### Tasks and exercises:
1. What share of men and women does the BBC report in the article on sexual confidence after infidelity say have confessed to some form of unfaithfulness?
2. Please write the next few paragraphs of the article on sexual confidence after infidelity, continuing on from its final sentence.
*** Opening Provided text ***
Physical intimacy after infidelity – how do you begin to feel sexually confident once a partner has committed an affair?
Society narrows post-adultery as a case between staying with a cheater or calling it quits. If a person does stay, focus revolves on learning to rebuild trust and commitment rather than feeling sexual and attractive again. When a friend opened up about her long-term boyfriend’s infidelity, she addressed her confusion over why: What made him stray? What did she do wrong?
This analysing echoed across social media when Beyoncé referenced Jay-Z’s affair on her album “Lemonade”. Some comments remarked, ‘If Beyoncé can get cheated on, anyone can’. I believe there is an assumption that when a person commits adultery, the faithful partner either gave up on sex or didn’t satisfy their partner’s needs. This train of thought can cause sexual insecurity, which has its own societal stigma.
Accredited psychosexual and relationship therapist and certified psycho-sexologist, Kate Moyle, recognises the taboo surrounding insecurity with sexual performance. A 2019 BBC Sex on the Couch therapist (a six-part series) and UK expert for intimate lifestyle brand Lelo, Kate has featured in Cosmopolitan, The Telegraph and The Guardian, among other publications. Here Kate discusses how to rebuild sexual confidence after an affair, including advice for people who want to help their partner with any bedroom self-doubt after their adultery.
“The anxiety that we feel about ‘not getting sex right’ can be so detrimental to people’s sex lives and relationships, and this is even more impactful because most people feel very alone in what they are experiencing. The majority of people who come for Psychosexual Therapy realise logically that they can’t be the only person in the world feeling this way, but still struggle to see any representation of their experience around them which creates feelings of isolation”, says Kate.
Sex anxiety is something I’ve felt uncomfortable mentioning. In the past with a trusting partner, I couldn’t tell him about my bedroom nerves. Revealing I didn’t feel good about my skills sounded too unattractive; it’s no secret we link sexual attraction to confidence. This problem isn’t tied to women alone. “Sexual performance anxiety impacts both men and women, and when it’s strong enough it can interrupt sexual functioning; and often what I see when working with people therapeutically is a vicious circle of anxiety and performance difficulties”, writes Kate.
So how much does a partner having an affair typically affect a person’s sexual confidence? “Obviously every person’s experience, and every relationship is different; but most people are in some way impacted by infidelity. Even if a relationship hasn’t been working, it still can knock our self-esteem if we feel that our partner has chosen someone else over us, or that they don’t care about losing the relationship enough to risk losing it. In terms of sexual self-confidence, we may carry that lack of trust, or impact to self-esteem forward with us to our next relationships and that can stop us from letting go when we are with someone new”, notes Kate.
How to rebuild a relationship after cheating
My post on defining cheating in relationships reveals an affair is one of the biggest reasons couples split. The BBC reported on statistics suggesting “75% of men and 68% of women” have confessed to some form of unfaithfulness. To help move forward and enjoy better physical intimacy after infidelity, it helps for the adulterer to explain their feelings leading up to their affair.
*** Closing Provided text ***
*** Opening Record extracts ***
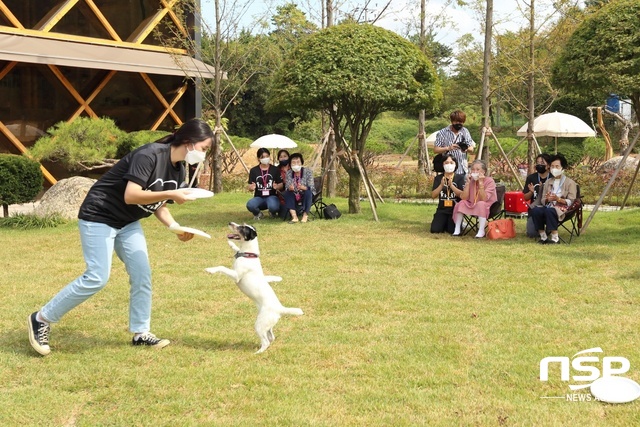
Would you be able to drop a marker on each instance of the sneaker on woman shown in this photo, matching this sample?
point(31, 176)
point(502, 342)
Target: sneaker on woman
point(148, 339)
point(38, 334)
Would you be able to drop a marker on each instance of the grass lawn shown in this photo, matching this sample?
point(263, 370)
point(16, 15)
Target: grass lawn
point(400, 328)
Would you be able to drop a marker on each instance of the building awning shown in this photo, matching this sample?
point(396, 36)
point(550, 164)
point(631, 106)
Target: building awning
point(35, 50)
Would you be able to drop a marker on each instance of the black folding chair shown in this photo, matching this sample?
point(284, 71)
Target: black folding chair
point(495, 212)
point(572, 221)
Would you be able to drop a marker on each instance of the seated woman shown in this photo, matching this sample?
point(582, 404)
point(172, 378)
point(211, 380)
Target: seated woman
point(558, 195)
point(299, 185)
point(264, 180)
point(448, 188)
point(476, 199)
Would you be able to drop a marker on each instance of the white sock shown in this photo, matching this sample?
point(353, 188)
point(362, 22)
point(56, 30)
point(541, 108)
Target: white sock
point(481, 224)
point(458, 224)
point(40, 319)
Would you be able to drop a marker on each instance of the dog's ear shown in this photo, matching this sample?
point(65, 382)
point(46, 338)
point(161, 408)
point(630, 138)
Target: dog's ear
point(250, 233)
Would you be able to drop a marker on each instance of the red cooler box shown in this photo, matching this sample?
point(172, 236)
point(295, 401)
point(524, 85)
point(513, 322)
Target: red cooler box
point(514, 202)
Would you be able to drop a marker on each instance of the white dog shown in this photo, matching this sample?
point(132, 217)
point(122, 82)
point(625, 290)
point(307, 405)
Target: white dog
point(248, 275)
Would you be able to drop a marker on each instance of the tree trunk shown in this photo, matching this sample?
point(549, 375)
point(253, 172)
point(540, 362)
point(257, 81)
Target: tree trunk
point(355, 181)
point(423, 158)
point(217, 149)
point(217, 159)
point(486, 70)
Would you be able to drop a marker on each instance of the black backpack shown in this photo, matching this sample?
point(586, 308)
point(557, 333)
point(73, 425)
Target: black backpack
point(331, 212)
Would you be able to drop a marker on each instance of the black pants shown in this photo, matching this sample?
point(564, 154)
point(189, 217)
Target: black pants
point(542, 216)
point(442, 223)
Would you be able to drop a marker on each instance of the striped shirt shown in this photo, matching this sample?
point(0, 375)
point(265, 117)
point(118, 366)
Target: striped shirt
point(446, 138)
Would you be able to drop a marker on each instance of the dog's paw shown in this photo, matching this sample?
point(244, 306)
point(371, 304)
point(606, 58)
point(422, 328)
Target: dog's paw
point(212, 270)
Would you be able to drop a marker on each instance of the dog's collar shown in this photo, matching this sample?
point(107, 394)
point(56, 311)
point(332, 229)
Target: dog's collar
point(245, 255)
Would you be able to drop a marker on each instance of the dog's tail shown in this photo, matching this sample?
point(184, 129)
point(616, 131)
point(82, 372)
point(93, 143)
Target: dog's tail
point(291, 311)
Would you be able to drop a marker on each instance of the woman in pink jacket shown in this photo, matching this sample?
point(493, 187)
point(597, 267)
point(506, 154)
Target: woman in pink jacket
point(476, 199)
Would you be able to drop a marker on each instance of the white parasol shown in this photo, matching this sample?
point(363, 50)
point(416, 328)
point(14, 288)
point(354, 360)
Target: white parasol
point(558, 125)
point(273, 141)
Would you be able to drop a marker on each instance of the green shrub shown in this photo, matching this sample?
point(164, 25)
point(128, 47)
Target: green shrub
point(81, 144)
point(20, 179)
point(31, 221)
point(133, 140)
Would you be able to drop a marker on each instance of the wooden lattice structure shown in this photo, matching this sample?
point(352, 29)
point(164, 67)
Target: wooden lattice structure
point(62, 59)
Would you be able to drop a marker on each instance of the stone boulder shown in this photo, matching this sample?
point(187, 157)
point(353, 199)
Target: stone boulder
point(612, 164)
point(65, 197)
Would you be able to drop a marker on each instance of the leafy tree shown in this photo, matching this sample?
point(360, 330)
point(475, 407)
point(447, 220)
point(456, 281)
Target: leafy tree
point(247, 115)
point(355, 72)
point(603, 54)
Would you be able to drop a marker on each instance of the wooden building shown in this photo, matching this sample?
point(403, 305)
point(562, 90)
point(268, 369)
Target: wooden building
point(62, 59)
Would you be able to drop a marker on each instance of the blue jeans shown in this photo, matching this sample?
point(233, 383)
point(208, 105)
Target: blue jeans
point(98, 243)
point(257, 204)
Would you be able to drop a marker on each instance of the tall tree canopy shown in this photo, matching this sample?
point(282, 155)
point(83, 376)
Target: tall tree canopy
point(355, 72)
point(603, 55)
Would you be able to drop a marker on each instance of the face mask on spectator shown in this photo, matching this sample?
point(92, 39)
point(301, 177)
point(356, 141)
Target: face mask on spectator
point(194, 156)
point(556, 172)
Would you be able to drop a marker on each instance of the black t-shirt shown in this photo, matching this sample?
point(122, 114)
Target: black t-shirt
point(538, 185)
point(264, 180)
point(150, 167)
point(446, 193)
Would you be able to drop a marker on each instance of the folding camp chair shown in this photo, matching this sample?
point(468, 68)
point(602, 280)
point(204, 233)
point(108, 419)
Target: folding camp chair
point(572, 222)
point(495, 212)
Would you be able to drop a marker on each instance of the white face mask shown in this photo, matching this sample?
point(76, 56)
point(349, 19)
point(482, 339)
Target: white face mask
point(194, 156)
point(449, 167)
point(556, 172)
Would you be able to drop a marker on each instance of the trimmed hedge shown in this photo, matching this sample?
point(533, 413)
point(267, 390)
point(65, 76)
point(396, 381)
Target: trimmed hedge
point(20, 179)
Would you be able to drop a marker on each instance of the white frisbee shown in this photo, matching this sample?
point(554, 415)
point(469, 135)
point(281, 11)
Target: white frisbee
point(615, 389)
point(198, 193)
point(194, 231)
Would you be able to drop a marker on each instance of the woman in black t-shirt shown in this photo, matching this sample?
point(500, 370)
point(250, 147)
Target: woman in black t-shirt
point(264, 180)
point(139, 185)
point(447, 187)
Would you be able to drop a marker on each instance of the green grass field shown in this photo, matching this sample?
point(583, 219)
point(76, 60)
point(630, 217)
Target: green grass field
point(401, 327)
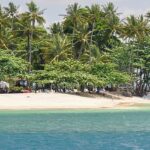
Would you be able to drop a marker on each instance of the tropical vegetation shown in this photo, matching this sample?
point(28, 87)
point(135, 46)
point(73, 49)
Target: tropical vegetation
point(91, 48)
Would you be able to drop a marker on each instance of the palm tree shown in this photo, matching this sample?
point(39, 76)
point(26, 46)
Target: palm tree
point(60, 48)
point(3, 25)
point(33, 16)
point(111, 17)
point(12, 11)
point(82, 40)
point(72, 20)
point(93, 15)
point(135, 28)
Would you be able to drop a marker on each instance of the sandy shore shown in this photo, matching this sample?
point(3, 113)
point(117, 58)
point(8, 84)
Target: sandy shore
point(66, 101)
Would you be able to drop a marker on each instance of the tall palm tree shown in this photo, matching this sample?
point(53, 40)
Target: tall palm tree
point(60, 48)
point(3, 25)
point(135, 28)
point(93, 15)
point(82, 40)
point(72, 20)
point(33, 16)
point(12, 12)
*** Closing Record extracts ***
### Results of the exercise:
1. 75% of men and 68% of women.

2.
“Good communication is at the heart of any sexual relationship, and where there has been a rupture it’s likely that this will play an even more important role in repair. It’s absolutely possible for couples to work through infidelity, but the partner who has cheated will need to be honest with their partner, reassure them and communicate about how they were feeling when the cheating happened, and help them to work through it together.
In terms of rebuilding a sex life, it may take time and may also involve changing the way that you do things, distracting thoughts e.g. to do with lack of confidence or thinking about their partner having cheated may also take them out the moment; and so mindful sex techniques could be helpful for both parties. The reality is for a sex life to work, both parties have to feel comfortable being intimate and vulnerable, and this may feel more challenging after infidelity”, says Kate.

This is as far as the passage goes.